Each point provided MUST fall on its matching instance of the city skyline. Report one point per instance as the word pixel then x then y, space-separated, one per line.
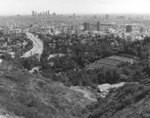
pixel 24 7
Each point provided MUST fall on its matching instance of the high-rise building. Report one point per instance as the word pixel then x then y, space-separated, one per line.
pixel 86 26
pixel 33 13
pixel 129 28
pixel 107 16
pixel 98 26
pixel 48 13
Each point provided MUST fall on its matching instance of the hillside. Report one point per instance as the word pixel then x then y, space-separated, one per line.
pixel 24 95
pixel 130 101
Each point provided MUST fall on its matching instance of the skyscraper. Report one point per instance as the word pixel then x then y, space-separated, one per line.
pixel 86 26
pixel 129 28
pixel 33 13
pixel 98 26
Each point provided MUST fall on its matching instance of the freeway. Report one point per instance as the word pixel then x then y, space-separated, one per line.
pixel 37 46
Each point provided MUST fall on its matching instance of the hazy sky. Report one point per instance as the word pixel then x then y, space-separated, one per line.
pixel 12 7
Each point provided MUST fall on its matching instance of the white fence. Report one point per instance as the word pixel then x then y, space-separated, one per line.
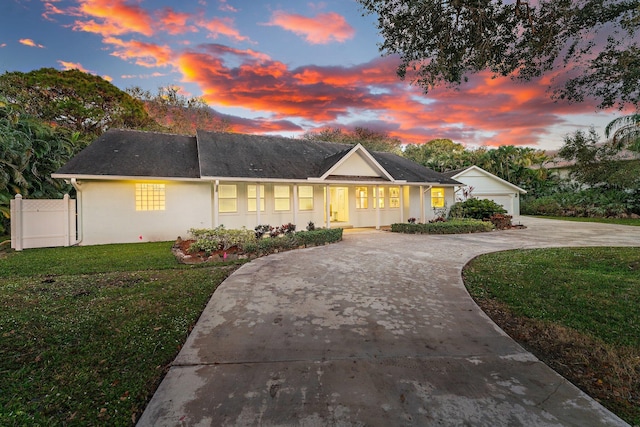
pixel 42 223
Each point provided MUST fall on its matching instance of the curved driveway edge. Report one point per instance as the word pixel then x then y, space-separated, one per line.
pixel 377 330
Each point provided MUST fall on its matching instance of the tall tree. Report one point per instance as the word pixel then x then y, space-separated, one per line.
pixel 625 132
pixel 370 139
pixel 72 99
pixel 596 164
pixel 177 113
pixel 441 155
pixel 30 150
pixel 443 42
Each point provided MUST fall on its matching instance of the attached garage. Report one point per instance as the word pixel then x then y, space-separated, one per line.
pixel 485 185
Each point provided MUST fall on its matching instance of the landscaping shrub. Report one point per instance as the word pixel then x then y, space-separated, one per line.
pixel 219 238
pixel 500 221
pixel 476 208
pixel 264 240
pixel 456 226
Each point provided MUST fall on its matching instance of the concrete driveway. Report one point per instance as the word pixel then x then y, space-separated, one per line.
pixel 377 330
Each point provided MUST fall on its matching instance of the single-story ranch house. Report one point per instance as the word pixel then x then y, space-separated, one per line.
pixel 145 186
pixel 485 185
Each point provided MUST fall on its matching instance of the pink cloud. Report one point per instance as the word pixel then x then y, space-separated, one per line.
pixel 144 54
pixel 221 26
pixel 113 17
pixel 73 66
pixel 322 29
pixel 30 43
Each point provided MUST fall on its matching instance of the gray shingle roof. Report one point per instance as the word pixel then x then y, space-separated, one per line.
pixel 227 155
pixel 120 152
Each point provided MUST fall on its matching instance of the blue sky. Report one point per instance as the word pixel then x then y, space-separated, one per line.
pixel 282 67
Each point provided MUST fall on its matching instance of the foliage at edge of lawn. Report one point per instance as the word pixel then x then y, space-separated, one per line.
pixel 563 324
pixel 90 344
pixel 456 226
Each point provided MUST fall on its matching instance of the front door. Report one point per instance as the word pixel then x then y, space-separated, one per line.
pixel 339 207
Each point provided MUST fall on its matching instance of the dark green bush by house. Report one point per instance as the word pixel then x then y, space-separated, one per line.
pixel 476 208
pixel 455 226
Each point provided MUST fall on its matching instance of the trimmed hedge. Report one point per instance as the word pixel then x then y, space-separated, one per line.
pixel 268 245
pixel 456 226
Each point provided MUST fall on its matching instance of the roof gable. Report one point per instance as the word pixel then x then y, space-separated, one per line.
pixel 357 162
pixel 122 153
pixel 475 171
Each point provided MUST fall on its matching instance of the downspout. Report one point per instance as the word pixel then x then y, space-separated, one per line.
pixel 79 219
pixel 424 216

EXERCISE GOAL — Transcribe the whole listing, character for character, but not its images.

ANSWER SPACE —
Each point provided MUST fall on its matching instance of the city skyline. Report one point per instance as the word pixel then x then y, space-separated, one per line.
pixel 24 7
Each point provided MUST fall on its matching instance of the high-rise building. Report one point per instance as the word pixel then x then y, space-separated, one per line.
pixel 86 26
pixel 33 13
pixel 129 28
pixel 107 16
pixel 98 26
pixel 48 13
Each point provided MUST fall on its matching instance of the hillside. Report one point per instance as the word pixel then x then y, space-separated, one per line.
pixel 24 95
pixel 130 101
Each point provided MUST fall on its matching instance of the skyscraper. Report one point per instance as the word pixel then x then y, space-separated, one per line.
pixel 86 26
pixel 129 28
pixel 33 13
pixel 98 26
Each point provided MUST fall on its matching instance of the freeway. Report one point per instance as the word pixel then x then y, space-separated, one per line.
pixel 37 46
Each point provided MUST fall on its matching instance of the hazy sky. Report one point per instance as the word pixel then x then y, space-separated, one per line.
pixel 12 7
Each point provided MUST fall on its matching instance of the white fence. Report one point per instance as the word pixel then x then y, space-separated, one per line.
pixel 42 223
Each point provided MUST fall on its matching instance of the curved driveway edge. Report one point per instance as the word pixel then x then y, space-separated, one per line.
pixel 377 330
Each point provided MUST fall on its matching instance of the tall tree. Report one point per instance as the word pixel then x then y, space-separated, one per line.
pixel 625 132
pixel 370 139
pixel 72 99
pixel 596 164
pixel 177 113
pixel 441 155
pixel 30 150
pixel 443 42
Each point provided MUST fall on its matching instance of the attached garage. Report one point per instance as the word pixel then x then y, space-separated, one per line.
pixel 485 185
Each point provided MUST fall on its matching instance of the landscaping shrub. Report one point per instance as the word pixel then x then y, space-separated, one per line.
pixel 219 238
pixel 500 221
pixel 476 208
pixel 264 240
pixel 456 226
Each point provided MUST fall on its matching instance of the concrete driveway. Report one point per instance as the word pixel then x then y, space-separated, one per line.
pixel 377 330
Each point provided MUST fall on its matching instance of the single-story ranch house. Report one point per instance as the word pixel then x then y, space-separated, one per line.
pixel 145 186
pixel 485 185
Each point provided MUST fall on its matching instance of the pink cloud. Report one point per instance as the word pixel then x then y, space-separated, one per line.
pixel 144 54
pixel 221 26
pixel 113 17
pixel 73 66
pixel 322 29
pixel 30 43
Each point provided MUST fall on its matching instance of the gray shingle roof. Report one point per instance as the word pixel then x then y, space-separated, one per line.
pixel 227 155
pixel 120 152
Each point provided MUST fall on its matching instance of the blue sky. Report one point per instance as the word pixel then x then y, space-separated, one per line.
pixel 282 67
Each point provided MUST fall on its matching instance of the foliage at edge of lawn. Report one point per instance as the word pixel then x then y, space-separated, one per line.
pixel 563 324
pixel 90 344
pixel 456 226
Each point provided MUST fall on its matching instance of the front door. Report one point per instance as the word pixel then x then y, space-separated, one per line.
pixel 339 207
Each point provided MUST fall on its matching instance of the dark green bush by house. Report one point per instance as the word pixel then x then y, space-separated, one per line.
pixel 476 208
pixel 455 226
Each point provided MUST fall on its matching instance of the trimmed hedge. Report one point per instance as the word pixel then x then y, space-separated, one per line.
pixel 268 245
pixel 456 226
Each point provided MUST fall on its matching instance of the roof gable. Report one point per instance as the word pixel then x then y, space-separated, one per line.
pixel 357 162
pixel 122 153
pixel 475 171
Each point provided MUST fall on its matching instance of the downspout. Report one point per instance as the word pixel then x then y, space-separated, one per line.
pixel 79 219
pixel 424 216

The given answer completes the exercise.